Wednesday, May 22, 2013

The Timing of Pain & IMR

Ezekiel J. Emanuel, an oncologist and former White House adviser, is a vice provost and professor at the University of Pennsylvania. He is a contributing opinion writer for The New York Times on a range of topics including health and health policy.

Earlier this month Emanuel opined that some interesting research on pain revealed that it's not the pain itself that is definitive of the perception of the quantity of pain experienced, but the timing of the pain.

More precisely, "the pain at the end — whether it is getting better or worse — plays a disproportionately large role in determining how we remember an experience."

I think this general statement on the perception of pain is also applicable to workers' compensation and the myriad of processes that have been devised over the years as systems go under constant "reform."

The past couple of days I briefed over the complex nature of workers' compensation and just how much coordination of disparate interests is necessary in order for the system to work.

But we always seem to go back to ground zero - that is the feeling and criticism that workers' compensation doesn't work very well for either the employer or the employee.

****************

▸ **Exercise requirements**:
1. Return the post on pain and workers' compensation word for word, between "I think this" and "or the employee.", inclusive.
2. Please answer these questions using the post on pain and workers' compensation:
(a) At which university is Ezekiel J. Emanuel a vice provost and professor?
(b) According to the quoted line, what plays a disproportionately large role in how we remember an experience?
(c) What criticism does the writer say we always seem to go back to?
3. Translate this sentence from the post on pain and workers' compensation into Spanish: "Ezekiel J. Emanuel, an oncologist and former White House adviser, is a vice provost and professor at the University of Pennsylvania."

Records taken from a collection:
****************

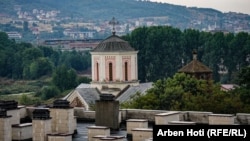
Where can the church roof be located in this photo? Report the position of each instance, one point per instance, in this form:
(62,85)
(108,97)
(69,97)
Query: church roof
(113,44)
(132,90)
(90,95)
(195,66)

****************

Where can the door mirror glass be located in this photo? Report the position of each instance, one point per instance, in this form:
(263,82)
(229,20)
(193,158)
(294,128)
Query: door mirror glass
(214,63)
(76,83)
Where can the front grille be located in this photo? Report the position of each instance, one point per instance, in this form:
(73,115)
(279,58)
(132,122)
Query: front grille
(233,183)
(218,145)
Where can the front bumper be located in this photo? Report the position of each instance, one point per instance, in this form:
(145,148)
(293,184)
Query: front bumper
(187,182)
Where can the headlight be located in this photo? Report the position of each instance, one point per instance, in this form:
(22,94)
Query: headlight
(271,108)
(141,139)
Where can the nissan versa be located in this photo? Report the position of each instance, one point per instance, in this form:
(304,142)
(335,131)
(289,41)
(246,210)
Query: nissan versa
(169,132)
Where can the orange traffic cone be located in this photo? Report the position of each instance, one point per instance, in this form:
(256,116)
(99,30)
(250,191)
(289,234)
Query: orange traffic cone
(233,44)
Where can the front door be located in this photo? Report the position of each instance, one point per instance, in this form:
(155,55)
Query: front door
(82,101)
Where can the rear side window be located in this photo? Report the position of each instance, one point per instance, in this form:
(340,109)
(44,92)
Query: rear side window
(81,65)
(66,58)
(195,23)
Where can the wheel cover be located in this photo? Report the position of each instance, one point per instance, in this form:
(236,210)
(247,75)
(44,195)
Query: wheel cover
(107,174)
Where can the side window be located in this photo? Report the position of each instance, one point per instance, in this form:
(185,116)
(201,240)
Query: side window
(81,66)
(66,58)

****************

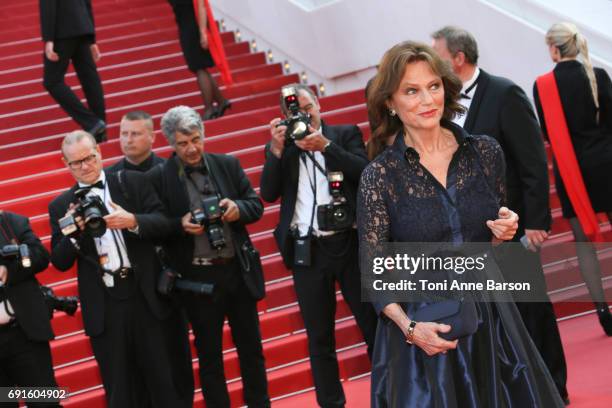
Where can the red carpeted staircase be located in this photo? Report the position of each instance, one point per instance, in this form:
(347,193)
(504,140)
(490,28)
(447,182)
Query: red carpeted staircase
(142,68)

****************

▸ **Answer list**:
1.
I think this general statement on the perception of pain is also applicable to workers' compensation and the myriad of processes that have been devised over the years as systems go under constant "reform."

The past couple of days I briefed over the complex nature of workers' compensation and just how much coordination of disparate interests is necessary in order for the system to work.

But we always seem to go back to ground zero - that is the feeling and criticism that workers' compensation doesn't work very well for either the employer or the employee.

2.
(a) The University of Pennsylvania.
(b) The pain at the end, whether it is getting better or worse.
(c) That workers' compensation doesn't work very well for either the employer or the employee.

3. Ezekiel J. Emanuel, oncólogo y exasesor de la Casa Blanca, es vicerrector y profesor de la Universidad de Pensilvania.